• _Work request_:
The records that follow are to be given again exactly.

+++ Source data

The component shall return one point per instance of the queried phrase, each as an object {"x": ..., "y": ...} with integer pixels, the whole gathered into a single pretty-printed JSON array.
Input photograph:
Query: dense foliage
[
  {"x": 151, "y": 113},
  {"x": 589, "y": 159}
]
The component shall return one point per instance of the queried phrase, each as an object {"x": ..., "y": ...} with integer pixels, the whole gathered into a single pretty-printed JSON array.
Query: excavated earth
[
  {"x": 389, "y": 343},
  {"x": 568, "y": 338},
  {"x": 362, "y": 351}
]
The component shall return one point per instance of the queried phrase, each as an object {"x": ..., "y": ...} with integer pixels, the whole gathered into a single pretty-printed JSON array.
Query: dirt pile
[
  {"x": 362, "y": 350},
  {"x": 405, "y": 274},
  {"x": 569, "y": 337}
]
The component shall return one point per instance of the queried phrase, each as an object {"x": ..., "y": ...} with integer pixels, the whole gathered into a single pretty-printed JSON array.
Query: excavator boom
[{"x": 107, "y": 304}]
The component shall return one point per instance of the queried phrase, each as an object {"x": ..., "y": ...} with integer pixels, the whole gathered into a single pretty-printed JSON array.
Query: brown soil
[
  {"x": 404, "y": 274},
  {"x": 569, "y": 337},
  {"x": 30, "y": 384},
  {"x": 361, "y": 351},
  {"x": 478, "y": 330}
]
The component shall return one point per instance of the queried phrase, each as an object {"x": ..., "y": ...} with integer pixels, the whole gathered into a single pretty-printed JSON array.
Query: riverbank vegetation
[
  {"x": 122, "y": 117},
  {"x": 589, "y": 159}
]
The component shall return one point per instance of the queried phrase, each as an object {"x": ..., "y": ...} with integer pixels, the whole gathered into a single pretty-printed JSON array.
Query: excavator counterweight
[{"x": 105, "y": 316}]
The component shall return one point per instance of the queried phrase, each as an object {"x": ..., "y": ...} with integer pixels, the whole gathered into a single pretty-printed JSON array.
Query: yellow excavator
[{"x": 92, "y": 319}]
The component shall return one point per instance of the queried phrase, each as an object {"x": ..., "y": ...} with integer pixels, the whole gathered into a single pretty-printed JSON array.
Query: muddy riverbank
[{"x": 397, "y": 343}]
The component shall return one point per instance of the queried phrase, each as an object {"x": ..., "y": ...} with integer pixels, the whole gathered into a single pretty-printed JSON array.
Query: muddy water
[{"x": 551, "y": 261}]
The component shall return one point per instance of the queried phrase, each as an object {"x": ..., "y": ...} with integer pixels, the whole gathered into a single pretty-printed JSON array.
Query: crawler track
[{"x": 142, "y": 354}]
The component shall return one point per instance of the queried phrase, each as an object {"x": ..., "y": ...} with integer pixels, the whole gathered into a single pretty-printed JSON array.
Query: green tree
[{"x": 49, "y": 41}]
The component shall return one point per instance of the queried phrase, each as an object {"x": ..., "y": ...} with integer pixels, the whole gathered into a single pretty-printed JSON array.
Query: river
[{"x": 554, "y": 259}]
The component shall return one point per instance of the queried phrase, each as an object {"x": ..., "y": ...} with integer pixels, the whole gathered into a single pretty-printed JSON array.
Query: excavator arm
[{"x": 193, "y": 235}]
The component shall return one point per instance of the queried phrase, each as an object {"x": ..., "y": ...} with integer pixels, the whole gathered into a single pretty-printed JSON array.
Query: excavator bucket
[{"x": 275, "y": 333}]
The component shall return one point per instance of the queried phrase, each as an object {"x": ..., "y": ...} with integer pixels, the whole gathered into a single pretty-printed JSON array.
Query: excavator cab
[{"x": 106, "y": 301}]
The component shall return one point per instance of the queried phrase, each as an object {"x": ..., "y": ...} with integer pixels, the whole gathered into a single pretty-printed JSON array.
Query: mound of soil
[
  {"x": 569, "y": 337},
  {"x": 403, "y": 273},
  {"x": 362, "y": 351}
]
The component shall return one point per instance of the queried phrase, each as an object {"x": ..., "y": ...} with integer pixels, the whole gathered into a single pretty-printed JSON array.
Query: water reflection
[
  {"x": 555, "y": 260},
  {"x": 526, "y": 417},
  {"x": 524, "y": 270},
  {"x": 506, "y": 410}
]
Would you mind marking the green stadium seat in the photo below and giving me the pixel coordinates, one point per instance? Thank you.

++++++

• _Solution to this exercise_:
The component shall return one point per instance of the queried phrase, each as an object {"x": ..., "y": ...} with integer pixels, the whole gathered into a single pretty-printed JSON array.
Input photograph:
Query: dense foliage
[
  {"x": 151, "y": 113},
  {"x": 589, "y": 159}
]
The component shall return one point per instance of the queried phrase, each as an object {"x": ..., "y": ...} with integer pixels, the whole gathered into a single pretty-printed JSON array.
Query: excavated earth
[
  {"x": 389, "y": 343},
  {"x": 568, "y": 338},
  {"x": 362, "y": 351}
]
The component shall return one point per instance of the queried phrase, each as an object {"x": ..., "y": ...} with integer pixels, the whole gathered into a single pretty-printed JSON array.
Query: dirt pile
[
  {"x": 362, "y": 350},
  {"x": 405, "y": 274},
  {"x": 569, "y": 337}
]
The component shall return one point per instance of the queried phrase, each as an object {"x": ..., "y": ...} with integer pixels, the whole gathered into a single pretty-printed JSON array.
Query: excavator boom
[{"x": 107, "y": 304}]
The component shall return one point per instance of the queried phrase, each as an object {"x": ..., "y": ...} with integer pixels, the whole gathered into a single pretty-printed JSON array.
Query: brown soil
[
  {"x": 404, "y": 274},
  {"x": 569, "y": 337},
  {"x": 30, "y": 384},
  {"x": 361, "y": 351},
  {"x": 478, "y": 330}
]
The component shall return one point per instance of the queried phrase, each as an object {"x": ..., "y": ...} with integer pixels, the whole gathered into a single pretty-printed JSON array.
Query: riverbank vegetation
[
  {"x": 122, "y": 117},
  {"x": 589, "y": 159}
]
The component shall return one point per instance of the queried phrase, each as an object {"x": ..., "y": ...} with integer pixels, the whole gathered into a single pretty-printed JSON array.
Query: excavator counterweight
[{"x": 105, "y": 316}]
The component shall return one point per instance of the queried phrase, each as an object {"x": ..., "y": ...} with integer pixels, the whole gathered into a single pretty-printed JSON array.
Query: yellow excavator
[{"x": 92, "y": 319}]
The component shall return one point per instance of the queried phrase, each as an object {"x": ..., "y": ...} with integer pixels, the whole gathered into a single pretty-printed JSON array.
Query: muddy riverbank
[{"x": 397, "y": 343}]
The component shall return one point per instance of the queried phrase, each as an object {"x": ..., "y": ...} with integer pixels, the whole gathered into a single pretty-printed JSON array.
Query: muddy water
[{"x": 551, "y": 261}]
The component shall return one point per instance of the queried phrase, each as an object {"x": ..., "y": ...} with integer pixels, the whole gathered into a single pretty-printed JSON array.
Query: crawler track
[{"x": 142, "y": 354}]
The component shall return one point per instance of the queried phrase, each as an object {"x": ..., "y": ...} with integer pixels, the whole gathered into a single pretty-printed JSON array.
Query: green tree
[{"x": 49, "y": 41}]
The component shall return one point per instance of the queried phrase, each as an object {"x": ..., "y": ...} with integer pixels, the whole gathered into a single pretty-printed JSON array.
Query: river
[{"x": 554, "y": 259}]
The component shall return one point per instance of the queried phrase, each as an object {"x": ..., "y": ...} with integer pixels, the whole gathered into a single pretty-printed JSON array.
Query: excavator arm
[{"x": 193, "y": 235}]
The component shall return one point per instance of the queried phrase, each as an object {"x": ..., "y": ...} with integer pixels, the whole gathered into a single pretty-printed JSON array.
Query: excavator bucket
[{"x": 275, "y": 333}]
The component shall return one point per instance of the queried phrase, each as an object {"x": ..., "y": ...} with integer pixels, the whole gathered into a single pretty-printed JSON array.
Query: excavator cab
[{"x": 106, "y": 301}]
The component shall return one point per instance of the queried phrase, each as an object {"x": ..., "y": ...} with integer pixels, the whole gathered into a single pretty-printed JSON array.
Query: mound of soil
[
  {"x": 569, "y": 337},
  {"x": 403, "y": 273},
  {"x": 362, "y": 351}
]
The component shall return one point per instance of the queried phrase, each as an object {"x": ..., "y": ...} with integer pixels, the whole gathered into a single pretty-printed JSON array.
Query: water reflection
[
  {"x": 555, "y": 260},
  {"x": 526, "y": 417},
  {"x": 524, "y": 270},
  {"x": 506, "y": 410}
]
Would you mind marking the green stadium seat in the photo below and giving me the pixel coordinates, one point per instance? Thank you.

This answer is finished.